───── Data lines ─────

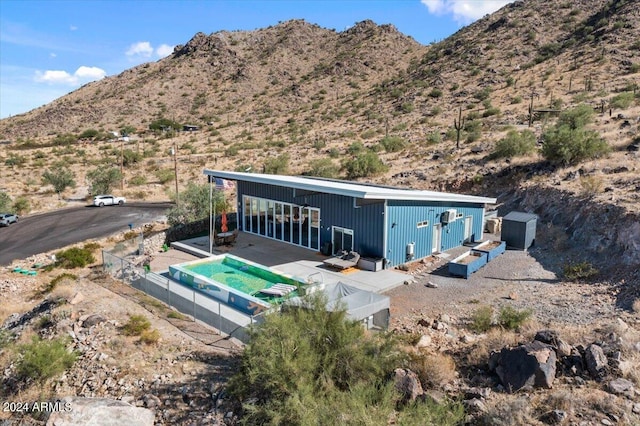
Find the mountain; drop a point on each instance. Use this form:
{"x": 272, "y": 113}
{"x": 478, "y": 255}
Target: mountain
{"x": 298, "y": 98}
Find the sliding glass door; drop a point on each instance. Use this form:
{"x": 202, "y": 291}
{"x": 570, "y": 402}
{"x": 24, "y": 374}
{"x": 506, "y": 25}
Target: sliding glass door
{"x": 290, "y": 223}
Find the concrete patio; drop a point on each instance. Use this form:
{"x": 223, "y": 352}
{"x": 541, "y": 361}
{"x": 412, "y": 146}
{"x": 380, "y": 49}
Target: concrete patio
{"x": 287, "y": 258}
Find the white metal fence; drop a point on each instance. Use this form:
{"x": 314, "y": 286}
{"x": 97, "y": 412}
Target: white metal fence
{"x": 185, "y": 299}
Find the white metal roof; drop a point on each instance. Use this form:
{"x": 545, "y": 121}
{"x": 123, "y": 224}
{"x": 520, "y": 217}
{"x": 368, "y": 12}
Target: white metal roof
{"x": 349, "y": 189}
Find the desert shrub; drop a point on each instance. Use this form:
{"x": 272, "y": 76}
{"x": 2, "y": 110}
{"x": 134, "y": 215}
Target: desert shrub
{"x": 102, "y": 180}
{"x": 278, "y": 165}
{"x": 591, "y": 185}
{"x": 565, "y": 146}
{"x": 364, "y": 165}
{"x": 482, "y": 319}
{"x": 323, "y": 167}
{"x": 435, "y": 93}
{"x": 195, "y": 204}
{"x": 579, "y": 271}
{"x": 42, "y": 359}
{"x": 515, "y": 144}
{"x": 138, "y": 180}
{"x": 22, "y": 205}
{"x": 393, "y": 143}
{"x": 74, "y": 257}
{"x": 57, "y": 280}
{"x": 622, "y": 100}
{"x": 5, "y": 201}
{"x": 149, "y": 337}
{"x": 59, "y": 178}
{"x": 313, "y": 366}
{"x": 511, "y": 318}
{"x": 355, "y": 148}
{"x": 164, "y": 175}
{"x": 136, "y": 325}
{"x": 434, "y": 370}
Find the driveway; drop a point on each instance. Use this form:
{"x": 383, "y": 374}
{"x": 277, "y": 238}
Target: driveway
{"x": 49, "y": 231}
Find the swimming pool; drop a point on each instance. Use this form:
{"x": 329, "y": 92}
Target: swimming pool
{"x": 237, "y": 282}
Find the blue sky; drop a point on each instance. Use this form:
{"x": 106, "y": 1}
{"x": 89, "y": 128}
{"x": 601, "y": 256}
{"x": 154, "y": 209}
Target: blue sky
{"x": 51, "y": 47}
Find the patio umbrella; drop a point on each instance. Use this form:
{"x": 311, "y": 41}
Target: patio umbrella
{"x": 224, "y": 227}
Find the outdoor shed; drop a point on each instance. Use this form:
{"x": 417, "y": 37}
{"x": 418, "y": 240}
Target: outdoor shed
{"x": 393, "y": 225}
{"x": 519, "y": 230}
{"x": 361, "y": 305}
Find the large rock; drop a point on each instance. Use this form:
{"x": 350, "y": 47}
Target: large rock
{"x": 99, "y": 412}
{"x": 525, "y": 366}
{"x": 407, "y": 383}
{"x": 621, "y": 387}
{"x": 596, "y": 361}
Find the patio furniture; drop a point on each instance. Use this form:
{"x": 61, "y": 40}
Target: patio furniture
{"x": 344, "y": 261}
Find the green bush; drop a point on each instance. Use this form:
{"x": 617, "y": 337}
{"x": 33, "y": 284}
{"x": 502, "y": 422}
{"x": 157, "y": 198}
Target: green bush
{"x": 511, "y": 319}
{"x": 579, "y": 271}
{"x": 565, "y": 146}
{"x": 393, "y": 143}
{"x": 136, "y": 325}
{"x": 622, "y": 100}
{"x": 364, "y": 165}
{"x": 74, "y": 257}
{"x": 42, "y": 359}
{"x": 278, "y": 165}
{"x": 311, "y": 366}
{"x": 482, "y": 319}
{"x": 165, "y": 175}
{"x": 515, "y": 144}
{"x": 102, "y": 179}
{"x": 323, "y": 167}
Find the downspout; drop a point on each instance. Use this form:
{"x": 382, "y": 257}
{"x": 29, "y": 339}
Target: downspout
{"x": 384, "y": 234}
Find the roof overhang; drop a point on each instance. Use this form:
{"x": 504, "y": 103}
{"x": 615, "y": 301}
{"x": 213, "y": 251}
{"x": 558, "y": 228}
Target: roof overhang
{"x": 349, "y": 189}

─────

-- Given problem --
Produce an exact repeat of the lines from the one containing "Find the patio furniture;" through the last line of the data, and nothing more.

-- Result of the exercise --
Find the patio furniture; drop a point on each instance. Use this form:
{"x": 61, "y": 40}
Target: patio furniture
{"x": 344, "y": 261}
Find the green bush; drop a point on each instance. Use this form:
{"x": 617, "y": 337}
{"x": 33, "y": 284}
{"x": 502, "y": 422}
{"x": 157, "y": 198}
Target: green bush
{"x": 511, "y": 319}
{"x": 579, "y": 271}
{"x": 565, "y": 146}
{"x": 393, "y": 143}
{"x": 136, "y": 325}
{"x": 622, "y": 100}
{"x": 364, "y": 165}
{"x": 74, "y": 257}
{"x": 42, "y": 359}
{"x": 278, "y": 165}
{"x": 311, "y": 366}
{"x": 482, "y": 319}
{"x": 165, "y": 175}
{"x": 515, "y": 144}
{"x": 102, "y": 179}
{"x": 323, "y": 167}
Find the downspout; drop a point on each instance. Use this form:
{"x": 382, "y": 257}
{"x": 29, "y": 339}
Target: downspout
{"x": 384, "y": 234}
Find the roof overhang; drop a point on each instance. Use this form:
{"x": 504, "y": 103}
{"x": 615, "y": 301}
{"x": 213, "y": 251}
{"x": 558, "y": 228}
Target: roof overhang
{"x": 349, "y": 189}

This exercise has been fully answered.